AIM —
Reproduce, word for word, the part of the Holy Family Sunday post that opens with the words "I used to think...and" and closes with "the deepest disappointments.".

Sunday, December 30, 2012

Image and ideology


In the current (and recent) Roman liturgy, the Sunday after Christmas is Holy Family Sunday. Never one of my faves. Along with Good Shepherd Sunday. Luckily I escaped before JIIPII hijacked the Easter Octave Sunday with his Polish-nun devotion, Divine Mercy Sunday. I guess I am more partial to mythic themes and events than to PR.

Focusing on the triad of Jesus, Mary and Joseph (a familiar Catholic curse phrase, btw) as a model family began in 16th century France. Since the breakdown of the Middle Ages, "devotions" took over more and more of the religious landscape of Catholicism. The Holy Family, the Sacred Heart, the Rosary, etc. And not infrequently they contained a moral program. And at least in American Catholic churches, there was the high altar holding Christ's presence in the Tabernacle, and then two side altars, almost always to the Virgin and to St. Joseph. So the Holy Family was architecturally embedded.

The Holy Family was supposed to be a model family. Far from it. Two virginal parents and a Messiah? And there's that joke about how you can prove that Jesus was Jewish: he lived at home til he was thirty, he went into his father's business, his mother thought he was God and he thought his mother was a virgin.

I used to think...and probably said from the pulpit...that The Waltons would be an easier act to follow. Part of my own complex about perfectionism getting acted out. Family provokes the highest expectations and the deepest disappointments.



As the holy pictures shows, it is also not a particularly masculine image, even though it is deeply patriarchal. I suspect that devotion to the Holy Family was a passtime for women and for family-less clergy and monks. For workaday husbands-fathers, I wonder what kind of inspiration it could have been?

A far more interesting picture of family is actually what constitutes the first part of the Bible, the Primitive and the Patriarchal narratives: Adam and Eve, Cain and Abel and their descendants to Noah and his sons, then the essentially familial dramas of Abraham, Isaac and Jacob (and Joseph)...and their women, without whom the story would ground to a halt.  To me, much more vivid and human. And hopeful, since the fulcrum families were anything but models*. Much more like our own. After all, what is more typically human than fractured relationships within families?

On the other hand, seeing the terrible damage done when families unravel, it's important to speak up for family life. In some ways, the only thing worse than having a family is not having one.

I could not let this post pass without a knock at The Nuns. The contemporary groovy ones. One of their big discoveries and values, along with The New Universe Story, is systems thinking. The LCRW, under fire from Rome for doctrinal failures --not, as the MSM and the nuns would have it, for their "social justice" work with kids and the poor and the sick-- publishes and promotes a Systems Thinking Handbook. It's really just watered down Marxism, the "systemic change" that crypto-Constantinian Christians use to "build a just social order."

EXTRACTED INFORMATION —
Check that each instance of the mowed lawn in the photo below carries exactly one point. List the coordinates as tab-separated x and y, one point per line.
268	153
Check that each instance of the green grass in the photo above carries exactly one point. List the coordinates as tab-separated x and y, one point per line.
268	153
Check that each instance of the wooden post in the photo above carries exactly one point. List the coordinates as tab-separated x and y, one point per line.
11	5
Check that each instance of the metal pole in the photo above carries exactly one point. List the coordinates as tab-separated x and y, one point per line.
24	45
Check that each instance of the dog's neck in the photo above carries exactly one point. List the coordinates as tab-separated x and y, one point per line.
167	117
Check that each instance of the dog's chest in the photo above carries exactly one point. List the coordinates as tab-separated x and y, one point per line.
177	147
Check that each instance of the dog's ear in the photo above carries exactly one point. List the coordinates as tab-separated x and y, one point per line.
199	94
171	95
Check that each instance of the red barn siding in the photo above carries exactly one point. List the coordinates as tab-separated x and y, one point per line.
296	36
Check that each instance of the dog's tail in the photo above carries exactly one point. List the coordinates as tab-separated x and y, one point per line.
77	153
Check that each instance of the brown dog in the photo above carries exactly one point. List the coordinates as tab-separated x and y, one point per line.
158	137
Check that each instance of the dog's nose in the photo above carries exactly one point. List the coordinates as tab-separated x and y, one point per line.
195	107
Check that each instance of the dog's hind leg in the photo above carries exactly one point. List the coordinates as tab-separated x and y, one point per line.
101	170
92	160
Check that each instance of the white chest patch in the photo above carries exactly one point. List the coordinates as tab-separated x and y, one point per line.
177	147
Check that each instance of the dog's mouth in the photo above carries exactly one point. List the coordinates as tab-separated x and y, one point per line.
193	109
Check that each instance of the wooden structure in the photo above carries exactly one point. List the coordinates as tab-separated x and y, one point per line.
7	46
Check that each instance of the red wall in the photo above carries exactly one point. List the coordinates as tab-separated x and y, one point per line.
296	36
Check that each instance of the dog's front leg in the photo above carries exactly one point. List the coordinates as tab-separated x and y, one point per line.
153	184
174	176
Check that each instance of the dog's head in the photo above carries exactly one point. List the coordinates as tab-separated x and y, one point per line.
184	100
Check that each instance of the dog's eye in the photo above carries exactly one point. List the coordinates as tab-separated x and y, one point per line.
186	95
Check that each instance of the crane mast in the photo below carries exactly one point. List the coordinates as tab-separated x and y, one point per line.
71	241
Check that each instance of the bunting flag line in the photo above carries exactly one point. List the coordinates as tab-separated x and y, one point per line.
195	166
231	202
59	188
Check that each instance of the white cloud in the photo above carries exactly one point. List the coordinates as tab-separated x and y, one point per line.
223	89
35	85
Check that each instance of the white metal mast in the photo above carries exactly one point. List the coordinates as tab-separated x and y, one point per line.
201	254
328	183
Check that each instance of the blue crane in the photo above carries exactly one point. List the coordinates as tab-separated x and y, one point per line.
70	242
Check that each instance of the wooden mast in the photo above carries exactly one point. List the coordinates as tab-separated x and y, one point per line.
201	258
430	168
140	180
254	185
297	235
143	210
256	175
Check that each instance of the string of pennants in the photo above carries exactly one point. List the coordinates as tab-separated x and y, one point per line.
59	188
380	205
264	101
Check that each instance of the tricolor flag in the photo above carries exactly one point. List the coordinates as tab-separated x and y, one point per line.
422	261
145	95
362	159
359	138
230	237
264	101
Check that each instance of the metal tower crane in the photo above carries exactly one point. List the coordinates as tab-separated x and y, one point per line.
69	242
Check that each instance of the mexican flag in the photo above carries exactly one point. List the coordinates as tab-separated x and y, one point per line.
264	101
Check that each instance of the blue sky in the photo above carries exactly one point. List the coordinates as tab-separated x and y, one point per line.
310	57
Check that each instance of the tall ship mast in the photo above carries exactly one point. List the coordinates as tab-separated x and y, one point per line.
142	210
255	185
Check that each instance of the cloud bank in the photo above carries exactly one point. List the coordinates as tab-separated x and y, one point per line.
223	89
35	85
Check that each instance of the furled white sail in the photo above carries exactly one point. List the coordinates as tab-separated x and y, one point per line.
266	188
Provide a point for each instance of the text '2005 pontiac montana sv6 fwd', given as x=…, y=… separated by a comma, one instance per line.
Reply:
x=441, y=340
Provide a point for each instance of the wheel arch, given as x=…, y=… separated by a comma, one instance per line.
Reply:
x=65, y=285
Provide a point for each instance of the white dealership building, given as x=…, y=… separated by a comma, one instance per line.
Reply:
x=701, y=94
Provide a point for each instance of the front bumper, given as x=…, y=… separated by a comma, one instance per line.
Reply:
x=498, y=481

RESPONSE —
I used to think...and probably said from the pulpit...that The Waltons would be an easier act to follow. Part of my own complex about perfectionism getting acted out. Family provokes the highest expectations and the deepest disappointments.